• **THE PROBLEM**: Type out the records again, exactly as they are.
***** DATA SECTION *****
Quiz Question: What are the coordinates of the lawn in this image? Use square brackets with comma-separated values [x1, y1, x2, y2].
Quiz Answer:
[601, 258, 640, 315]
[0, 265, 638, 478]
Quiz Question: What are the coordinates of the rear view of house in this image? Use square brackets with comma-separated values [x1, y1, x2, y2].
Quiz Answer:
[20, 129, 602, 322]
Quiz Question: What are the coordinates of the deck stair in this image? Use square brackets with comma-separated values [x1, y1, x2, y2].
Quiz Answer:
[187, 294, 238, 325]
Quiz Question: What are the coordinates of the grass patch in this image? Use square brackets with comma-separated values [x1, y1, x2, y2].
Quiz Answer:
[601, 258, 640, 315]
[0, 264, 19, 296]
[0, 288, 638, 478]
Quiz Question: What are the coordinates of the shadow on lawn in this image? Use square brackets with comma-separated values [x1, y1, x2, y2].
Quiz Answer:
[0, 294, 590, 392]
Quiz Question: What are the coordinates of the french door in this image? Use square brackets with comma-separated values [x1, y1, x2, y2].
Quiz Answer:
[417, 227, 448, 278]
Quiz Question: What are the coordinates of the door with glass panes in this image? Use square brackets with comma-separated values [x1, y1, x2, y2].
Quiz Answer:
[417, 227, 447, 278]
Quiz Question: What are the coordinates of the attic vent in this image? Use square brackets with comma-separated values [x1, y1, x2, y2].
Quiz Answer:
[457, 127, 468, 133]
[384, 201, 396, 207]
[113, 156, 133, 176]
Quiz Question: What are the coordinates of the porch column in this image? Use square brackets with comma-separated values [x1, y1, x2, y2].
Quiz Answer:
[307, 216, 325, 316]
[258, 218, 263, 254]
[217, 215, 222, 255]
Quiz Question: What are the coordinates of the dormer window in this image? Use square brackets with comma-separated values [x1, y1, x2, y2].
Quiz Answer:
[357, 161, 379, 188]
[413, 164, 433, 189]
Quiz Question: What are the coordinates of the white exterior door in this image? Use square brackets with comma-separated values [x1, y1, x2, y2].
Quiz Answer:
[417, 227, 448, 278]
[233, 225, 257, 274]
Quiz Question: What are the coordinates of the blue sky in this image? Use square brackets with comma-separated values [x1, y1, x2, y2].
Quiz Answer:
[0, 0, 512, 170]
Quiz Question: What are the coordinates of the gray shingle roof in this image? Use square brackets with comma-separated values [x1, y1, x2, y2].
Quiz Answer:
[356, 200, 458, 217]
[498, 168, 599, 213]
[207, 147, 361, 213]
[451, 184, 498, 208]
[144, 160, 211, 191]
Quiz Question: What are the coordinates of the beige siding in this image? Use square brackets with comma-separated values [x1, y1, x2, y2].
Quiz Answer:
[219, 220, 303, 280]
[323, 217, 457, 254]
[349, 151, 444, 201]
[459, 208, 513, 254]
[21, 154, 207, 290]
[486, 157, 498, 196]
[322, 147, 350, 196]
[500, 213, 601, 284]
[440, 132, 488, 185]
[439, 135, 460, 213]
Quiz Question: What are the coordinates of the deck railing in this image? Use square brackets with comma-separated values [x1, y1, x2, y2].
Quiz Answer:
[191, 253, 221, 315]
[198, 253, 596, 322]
*****
• **OUTPUT BELOW**:
Quiz Question: What are the coordinates of the lawn in this image? Use square brackets with comma-separated values [x1, y1, x2, y2].
Quiz Answer:
[601, 258, 640, 315]
[0, 265, 638, 478]
Quiz Question: What are the coordinates of the rear view of house in this image? Use square brackets with comma-separated values [x1, y1, x2, y2].
Quiz Answer:
[20, 129, 602, 322]
Quiz Question: What are the coordinates of the deck stair in this image? Use square brackets with comma-separated values [x1, y1, x2, y2].
Quiz Answer:
[187, 294, 238, 325]
Quiz Question: What are the coordinates of the grass patch in this image? Use square brackets with comma-separated values [x1, y1, x2, y2].
Quiz Answer:
[601, 258, 640, 315]
[0, 264, 19, 296]
[0, 288, 638, 478]
Quiz Question: What are the coordinates of the shadow on lawn in this image? Use square brackets with comma-separated values [x1, y1, x2, y2].
Quiz Answer:
[0, 294, 590, 392]
Quiz Question: What are the coordinates of the french door in this image? Use square brackets with comma-separated values [x1, y1, x2, y2].
Quiz Answer:
[417, 227, 448, 278]
Quiz Question: What are the coordinates of the door with glass panes in this image? Use square brackets with comma-separated values [x1, y1, x2, y2].
Quiz Answer:
[417, 227, 447, 278]
Quiz Question: What are the coordinates of the attic vent in this image? Use square brackets with comma-separated values [x1, y1, x2, y2].
Quiz Answer:
[457, 127, 468, 133]
[384, 201, 396, 207]
[113, 156, 133, 176]
Quiz Question: What are the coordinates of the porch column in this image? Use square brackets with comma-separated values [x1, y1, x2, y2].
Quiz Answer:
[307, 216, 325, 316]
[258, 218, 263, 254]
[217, 215, 222, 255]
Quiz Question: What are the coordinates of the dormer window in this image? Use square brackets with comma-separated values [x1, y1, x2, y2].
Quiz Answer:
[357, 161, 379, 188]
[413, 164, 433, 189]
Quiz Question: What are the coordinates of the white exterior door in this image? Use square brackets with comma-separated values [x1, y1, x2, y2].
Quiz Answer:
[417, 227, 448, 278]
[233, 225, 257, 274]
Quiz Question: What are the coordinates of the blue sky in this image? Use square brackets with comma-separated values [x1, y1, x2, y2].
Quiz Answer:
[0, 0, 512, 170]
Quiz Question: What are the coordinates of the gray shingle roof in this image? Use square brackets with comma-separated values [x1, y1, x2, y2].
Quiz Answer:
[356, 200, 458, 217]
[498, 168, 599, 213]
[207, 147, 361, 213]
[451, 184, 498, 208]
[144, 160, 211, 191]
Quiz Question: What are the coordinates of the beige siding in this image? Use square brackets with comma-separated values [x1, y1, x2, y2].
Quiz Answer:
[219, 220, 303, 280]
[323, 217, 457, 254]
[349, 151, 444, 201]
[459, 208, 513, 254]
[21, 154, 207, 290]
[486, 157, 498, 196]
[322, 147, 350, 196]
[500, 213, 601, 284]
[440, 132, 488, 185]
[439, 135, 460, 213]
Quiz Question: What are the coordinates of the deck railing in this image? Use square brackets with comma-separated values [x1, y1, x2, y2].
Quiz Answer:
[191, 253, 221, 315]
[198, 253, 596, 322]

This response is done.